◆ Exercise ◆
Word for word, reproduce every line of the data.

◆ Supplied material ◆

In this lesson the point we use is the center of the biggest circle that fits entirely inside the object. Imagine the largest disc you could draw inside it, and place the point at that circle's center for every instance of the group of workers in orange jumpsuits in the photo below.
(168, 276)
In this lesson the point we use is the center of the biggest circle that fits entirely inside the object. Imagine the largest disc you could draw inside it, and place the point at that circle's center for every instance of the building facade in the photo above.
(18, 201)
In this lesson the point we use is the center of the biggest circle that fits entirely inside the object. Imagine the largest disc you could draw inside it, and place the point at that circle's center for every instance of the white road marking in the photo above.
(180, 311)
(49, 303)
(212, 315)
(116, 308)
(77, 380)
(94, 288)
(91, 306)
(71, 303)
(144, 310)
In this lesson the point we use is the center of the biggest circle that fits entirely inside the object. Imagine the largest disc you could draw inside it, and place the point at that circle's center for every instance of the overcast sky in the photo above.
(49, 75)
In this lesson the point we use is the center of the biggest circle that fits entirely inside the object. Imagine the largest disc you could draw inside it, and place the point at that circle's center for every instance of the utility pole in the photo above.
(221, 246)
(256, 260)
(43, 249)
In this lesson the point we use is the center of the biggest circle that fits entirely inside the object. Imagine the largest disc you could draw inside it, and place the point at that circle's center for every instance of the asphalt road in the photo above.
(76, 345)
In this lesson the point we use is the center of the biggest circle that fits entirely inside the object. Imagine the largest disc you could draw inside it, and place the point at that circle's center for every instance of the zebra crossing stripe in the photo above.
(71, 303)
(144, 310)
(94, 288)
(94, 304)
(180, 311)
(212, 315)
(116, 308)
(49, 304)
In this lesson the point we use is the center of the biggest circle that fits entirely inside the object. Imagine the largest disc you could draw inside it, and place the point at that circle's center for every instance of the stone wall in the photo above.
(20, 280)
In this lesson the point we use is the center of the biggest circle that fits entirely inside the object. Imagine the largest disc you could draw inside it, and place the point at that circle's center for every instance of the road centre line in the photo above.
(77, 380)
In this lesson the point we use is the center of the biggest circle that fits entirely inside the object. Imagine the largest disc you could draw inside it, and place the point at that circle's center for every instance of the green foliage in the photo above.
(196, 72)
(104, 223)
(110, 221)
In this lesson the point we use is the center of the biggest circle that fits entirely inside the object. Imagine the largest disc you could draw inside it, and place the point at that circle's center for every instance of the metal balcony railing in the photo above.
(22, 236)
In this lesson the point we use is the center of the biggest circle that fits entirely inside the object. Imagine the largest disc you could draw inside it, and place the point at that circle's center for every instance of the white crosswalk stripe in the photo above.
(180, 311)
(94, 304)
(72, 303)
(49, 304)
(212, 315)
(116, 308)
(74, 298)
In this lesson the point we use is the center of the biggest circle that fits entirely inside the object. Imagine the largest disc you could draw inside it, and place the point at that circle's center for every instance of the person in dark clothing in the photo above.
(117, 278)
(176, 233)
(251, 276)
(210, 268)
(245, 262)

◆ Solution to the problem ◆
In this lesson the point we use is the center of the biggest circle that fits entirely inside the object. Imagine the largest disc you could draw inside it, and place the point at that circle's center for every instance of the group of workers in orange jumpsuits in the photo below.
(168, 276)
In this lesson the point we use is the center of the biggest circle that fits entirely inside the object. Imagine the largest disc you could draw inside it, and place the point at that circle's center for every instance of the building facade in the photo above.
(18, 201)
In this lesson the point we use is the center of the biggest circle that fits entirely inside the object. Imagine the largest disc you could draw inside it, and place the point at that circle's center for every instance of the white road marking in the photo above.
(180, 311)
(49, 303)
(212, 315)
(116, 308)
(77, 380)
(94, 288)
(91, 306)
(71, 303)
(144, 310)
In this lesson the point we use is the center of the biggest circle that fits entirely inside the object. Imagine the largest disc you could draw inside it, and place the point at that circle's center for every instance of the overcast sky in the photo above.
(49, 75)
In this lesson the point we use is the center of the biggest circle that fits entirely inside the object. Imagine the largest disc you could draw inside it, and place the point at that circle's center for every instance of the utility pole in the photo above.
(221, 246)
(256, 260)
(43, 249)
In this lesson the point we use is the center of the biggest circle that fits entirely inside the object. Imagine the largest disc you could draw inside it, and place the point at that circle's center for every instance of the asphalt road in the photo above.
(76, 345)
In this lesson the point we use is the center of the biggest circle that fits entirely inside the object. Imagine the largest disc you could draw inside it, and place the point at that circle's center for every instance of the zebra crossing stripe in the photo above.
(71, 303)
(144, 310)
(94, 288)
(94, 304)
(180, 311)
(212, 315)
(116, 308)
(49, 304)
In this lesson the point we use is the center of the biggest circle that fits entirely inside the object. Imagine the largest disc you could draw inside it, and place the point at that circle's center for every instance of the stone wall in the photo above.
(20, 280)
In this lesson the point we use is the center of the biggest circle that fits entirely inside the object. Imagine the largest disc you could draw inside it, and place the point at that circle's center for every instance of the road centre line in the photo above.
(77, 380)
In this lesson the point we use is the center of the biggest circle that fits entirely inside the object. Imagine the largest disc you could draw inside it, and place the point at that circle's center for every instance of the green foliage in the photo above.
(196, 72)
(104, 223)
(110, 221)
In this lesson the point we use is the center of the biggest circle that fits entirely inside the object. Imagine the largest disc you could draw inside it, and place the point at that circle's center for every instance of the metal balcony railing in the photo above.
(22, 236)
In this lesson the point we use is the center of the biggest circle that fits entirely inside the object. Imagine the largest disc you could draw inside it, and place the point at that circle's center for every instance of the white crosswalk stripe in the photo above.
(180, 311)
(94, 304)
(72, 303)
(49, 304)
(212, 315)
(116, 308)
(74, 298)
In this lesson the point we use is the center of the biggest circle that fits entirely inside the object. Imagine the largest disc you could draw inside it, and place the point at that circle's center for every instance of the person in dark clothing in the photo above.
(117, 278)
(176, 233)
(251, 276)
(210, 268)
(245, 262)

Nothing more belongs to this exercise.